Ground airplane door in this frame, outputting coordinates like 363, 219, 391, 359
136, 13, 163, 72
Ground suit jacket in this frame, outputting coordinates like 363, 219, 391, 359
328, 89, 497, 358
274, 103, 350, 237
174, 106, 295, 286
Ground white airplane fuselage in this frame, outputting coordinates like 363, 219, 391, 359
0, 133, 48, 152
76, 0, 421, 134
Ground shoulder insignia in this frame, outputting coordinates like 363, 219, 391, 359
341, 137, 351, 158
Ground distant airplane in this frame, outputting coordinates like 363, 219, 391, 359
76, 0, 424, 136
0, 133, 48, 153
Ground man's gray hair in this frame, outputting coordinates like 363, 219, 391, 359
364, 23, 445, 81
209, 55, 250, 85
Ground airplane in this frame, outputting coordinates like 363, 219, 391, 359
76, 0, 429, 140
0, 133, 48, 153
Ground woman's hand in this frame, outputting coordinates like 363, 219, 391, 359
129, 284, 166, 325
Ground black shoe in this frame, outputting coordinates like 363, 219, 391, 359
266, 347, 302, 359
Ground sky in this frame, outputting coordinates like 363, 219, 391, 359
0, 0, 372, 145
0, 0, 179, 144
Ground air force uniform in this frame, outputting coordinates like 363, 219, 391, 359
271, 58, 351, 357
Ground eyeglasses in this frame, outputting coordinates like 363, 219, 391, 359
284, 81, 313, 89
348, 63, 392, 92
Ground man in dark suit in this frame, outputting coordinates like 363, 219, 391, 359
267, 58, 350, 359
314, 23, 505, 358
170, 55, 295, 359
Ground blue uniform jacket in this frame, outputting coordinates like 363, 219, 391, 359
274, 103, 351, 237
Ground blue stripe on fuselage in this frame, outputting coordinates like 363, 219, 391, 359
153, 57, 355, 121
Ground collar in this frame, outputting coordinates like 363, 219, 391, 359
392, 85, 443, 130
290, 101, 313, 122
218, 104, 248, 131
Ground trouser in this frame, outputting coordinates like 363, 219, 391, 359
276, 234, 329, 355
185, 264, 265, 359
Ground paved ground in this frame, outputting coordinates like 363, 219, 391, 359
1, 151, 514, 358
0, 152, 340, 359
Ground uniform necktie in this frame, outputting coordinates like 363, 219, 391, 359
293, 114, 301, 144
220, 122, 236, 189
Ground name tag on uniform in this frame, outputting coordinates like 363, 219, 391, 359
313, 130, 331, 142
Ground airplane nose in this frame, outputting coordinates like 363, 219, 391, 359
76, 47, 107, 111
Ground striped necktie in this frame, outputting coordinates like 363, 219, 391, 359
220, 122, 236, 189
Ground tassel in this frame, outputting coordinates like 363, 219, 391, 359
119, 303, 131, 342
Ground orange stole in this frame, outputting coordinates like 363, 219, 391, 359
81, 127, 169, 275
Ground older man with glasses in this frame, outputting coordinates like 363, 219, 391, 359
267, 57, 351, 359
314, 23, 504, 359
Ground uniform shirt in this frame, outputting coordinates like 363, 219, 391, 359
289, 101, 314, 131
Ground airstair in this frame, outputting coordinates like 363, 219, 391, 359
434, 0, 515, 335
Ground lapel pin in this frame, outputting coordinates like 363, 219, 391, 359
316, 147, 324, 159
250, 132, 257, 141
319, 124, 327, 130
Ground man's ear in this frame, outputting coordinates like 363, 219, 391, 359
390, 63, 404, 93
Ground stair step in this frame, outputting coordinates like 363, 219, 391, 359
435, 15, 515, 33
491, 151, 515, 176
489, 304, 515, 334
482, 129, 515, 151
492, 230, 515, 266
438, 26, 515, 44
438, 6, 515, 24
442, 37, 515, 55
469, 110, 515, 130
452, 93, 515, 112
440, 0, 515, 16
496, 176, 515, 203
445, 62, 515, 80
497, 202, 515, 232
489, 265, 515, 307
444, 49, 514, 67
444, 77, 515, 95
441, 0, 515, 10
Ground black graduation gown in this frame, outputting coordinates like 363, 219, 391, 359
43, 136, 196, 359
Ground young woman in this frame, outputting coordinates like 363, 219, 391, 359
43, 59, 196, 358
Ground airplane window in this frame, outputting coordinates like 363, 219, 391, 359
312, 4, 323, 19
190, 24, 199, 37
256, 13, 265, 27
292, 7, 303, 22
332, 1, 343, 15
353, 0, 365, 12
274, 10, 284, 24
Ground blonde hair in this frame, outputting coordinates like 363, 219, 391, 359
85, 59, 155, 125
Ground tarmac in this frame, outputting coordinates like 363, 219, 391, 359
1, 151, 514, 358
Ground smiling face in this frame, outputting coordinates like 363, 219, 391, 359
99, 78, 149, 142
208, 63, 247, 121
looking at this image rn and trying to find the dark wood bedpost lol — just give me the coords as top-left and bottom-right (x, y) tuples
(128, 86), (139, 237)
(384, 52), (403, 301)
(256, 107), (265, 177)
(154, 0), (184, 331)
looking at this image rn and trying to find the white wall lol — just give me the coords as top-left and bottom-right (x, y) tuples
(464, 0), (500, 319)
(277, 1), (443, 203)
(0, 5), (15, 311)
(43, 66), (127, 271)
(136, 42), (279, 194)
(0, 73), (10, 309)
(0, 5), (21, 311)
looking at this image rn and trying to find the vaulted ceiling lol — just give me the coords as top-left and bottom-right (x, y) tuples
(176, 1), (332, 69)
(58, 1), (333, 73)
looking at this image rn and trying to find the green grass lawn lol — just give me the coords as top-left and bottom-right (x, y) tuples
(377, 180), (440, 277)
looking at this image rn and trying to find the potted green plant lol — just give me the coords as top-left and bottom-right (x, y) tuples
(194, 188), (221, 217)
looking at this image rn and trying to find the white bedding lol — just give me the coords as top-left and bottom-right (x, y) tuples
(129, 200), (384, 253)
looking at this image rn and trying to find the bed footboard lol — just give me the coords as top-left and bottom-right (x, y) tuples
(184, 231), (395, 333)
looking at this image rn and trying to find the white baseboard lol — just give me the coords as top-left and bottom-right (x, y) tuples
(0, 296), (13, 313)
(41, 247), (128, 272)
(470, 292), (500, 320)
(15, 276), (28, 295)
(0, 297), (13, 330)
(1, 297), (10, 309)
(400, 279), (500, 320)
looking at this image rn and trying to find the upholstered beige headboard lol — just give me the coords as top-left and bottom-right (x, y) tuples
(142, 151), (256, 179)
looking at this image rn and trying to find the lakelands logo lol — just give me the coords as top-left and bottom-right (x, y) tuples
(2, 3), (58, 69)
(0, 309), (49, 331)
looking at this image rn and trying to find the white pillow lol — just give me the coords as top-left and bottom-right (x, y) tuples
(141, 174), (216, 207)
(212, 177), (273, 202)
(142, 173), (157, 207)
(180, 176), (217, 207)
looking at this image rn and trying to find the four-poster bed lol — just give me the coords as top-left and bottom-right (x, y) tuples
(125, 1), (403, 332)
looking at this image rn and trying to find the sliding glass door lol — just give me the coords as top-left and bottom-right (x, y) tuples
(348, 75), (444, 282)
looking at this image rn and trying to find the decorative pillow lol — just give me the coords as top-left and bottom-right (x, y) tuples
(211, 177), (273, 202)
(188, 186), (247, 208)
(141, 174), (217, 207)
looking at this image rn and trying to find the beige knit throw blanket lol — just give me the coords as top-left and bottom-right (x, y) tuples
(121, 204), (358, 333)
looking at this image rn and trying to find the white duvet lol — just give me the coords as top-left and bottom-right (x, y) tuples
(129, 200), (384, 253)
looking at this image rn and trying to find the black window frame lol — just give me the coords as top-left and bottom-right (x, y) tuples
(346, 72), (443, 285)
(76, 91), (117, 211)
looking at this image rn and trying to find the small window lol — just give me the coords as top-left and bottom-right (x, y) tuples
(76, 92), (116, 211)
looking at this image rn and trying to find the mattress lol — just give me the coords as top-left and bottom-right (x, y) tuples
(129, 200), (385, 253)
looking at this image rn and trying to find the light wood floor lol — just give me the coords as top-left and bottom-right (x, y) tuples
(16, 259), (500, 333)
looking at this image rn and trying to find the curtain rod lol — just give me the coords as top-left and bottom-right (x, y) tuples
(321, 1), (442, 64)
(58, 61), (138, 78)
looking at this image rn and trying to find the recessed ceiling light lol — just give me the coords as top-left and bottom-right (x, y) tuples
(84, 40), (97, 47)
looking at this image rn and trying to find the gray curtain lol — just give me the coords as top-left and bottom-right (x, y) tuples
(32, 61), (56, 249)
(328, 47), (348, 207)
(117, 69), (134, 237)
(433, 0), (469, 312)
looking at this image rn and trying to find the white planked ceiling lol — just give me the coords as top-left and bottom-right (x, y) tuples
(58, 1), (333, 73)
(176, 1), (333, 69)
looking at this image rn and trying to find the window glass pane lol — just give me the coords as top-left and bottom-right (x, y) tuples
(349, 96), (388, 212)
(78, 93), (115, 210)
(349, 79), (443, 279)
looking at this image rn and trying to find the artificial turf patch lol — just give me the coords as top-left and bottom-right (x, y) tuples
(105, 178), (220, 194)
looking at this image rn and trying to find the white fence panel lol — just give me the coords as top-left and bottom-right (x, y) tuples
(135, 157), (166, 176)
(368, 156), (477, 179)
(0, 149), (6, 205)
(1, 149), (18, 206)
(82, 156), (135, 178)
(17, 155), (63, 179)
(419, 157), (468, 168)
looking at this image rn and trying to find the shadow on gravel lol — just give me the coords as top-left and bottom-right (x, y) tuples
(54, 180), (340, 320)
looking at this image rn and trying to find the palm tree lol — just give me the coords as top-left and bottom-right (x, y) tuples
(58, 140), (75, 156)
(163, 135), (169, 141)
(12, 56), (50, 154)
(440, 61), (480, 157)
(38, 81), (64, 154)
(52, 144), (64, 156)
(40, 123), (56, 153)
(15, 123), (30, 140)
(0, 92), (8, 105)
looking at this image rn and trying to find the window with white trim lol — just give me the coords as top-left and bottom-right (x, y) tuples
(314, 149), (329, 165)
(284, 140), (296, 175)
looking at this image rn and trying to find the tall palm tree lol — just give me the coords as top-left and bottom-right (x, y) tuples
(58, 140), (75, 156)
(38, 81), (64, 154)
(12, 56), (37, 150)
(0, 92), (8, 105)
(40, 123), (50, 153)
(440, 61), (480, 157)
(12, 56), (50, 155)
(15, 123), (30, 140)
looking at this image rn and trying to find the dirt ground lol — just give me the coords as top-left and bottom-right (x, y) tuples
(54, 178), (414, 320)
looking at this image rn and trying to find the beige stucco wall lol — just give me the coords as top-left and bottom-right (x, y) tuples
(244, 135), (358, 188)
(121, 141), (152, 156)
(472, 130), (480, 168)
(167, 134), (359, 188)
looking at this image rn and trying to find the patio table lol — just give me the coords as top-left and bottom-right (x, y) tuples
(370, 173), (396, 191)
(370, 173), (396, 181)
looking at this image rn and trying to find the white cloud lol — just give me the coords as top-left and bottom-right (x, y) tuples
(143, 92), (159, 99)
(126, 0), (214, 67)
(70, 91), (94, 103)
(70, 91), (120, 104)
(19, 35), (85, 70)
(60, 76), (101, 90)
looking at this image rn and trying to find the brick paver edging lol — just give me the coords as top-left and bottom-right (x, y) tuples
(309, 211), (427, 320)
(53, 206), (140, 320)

####

**TASK INSTRUCTIONS**
From the line holding "the white cloud" down to the final line above, quote every line exactly and only those lines.

**WRITTEN RESPONSE**
looking at this image rn and trying to find the white cloud lol — just give me the coords as top-left and bottom-right (x, y) tuples
(143, 92), (159, 99)
(126, 0), (214, 67)
(70, 91), (94, 103)
(70, 91), (120, 104)
(19, 35), (85, 70)
(60, 76), (101, 90)
looking at this image rn and trying to find the brick paver edging lol — just give me the coords as top-left and bottom-right (x, y) tuples
(309, 211), (427, 320)
(53, 206), (140, 320)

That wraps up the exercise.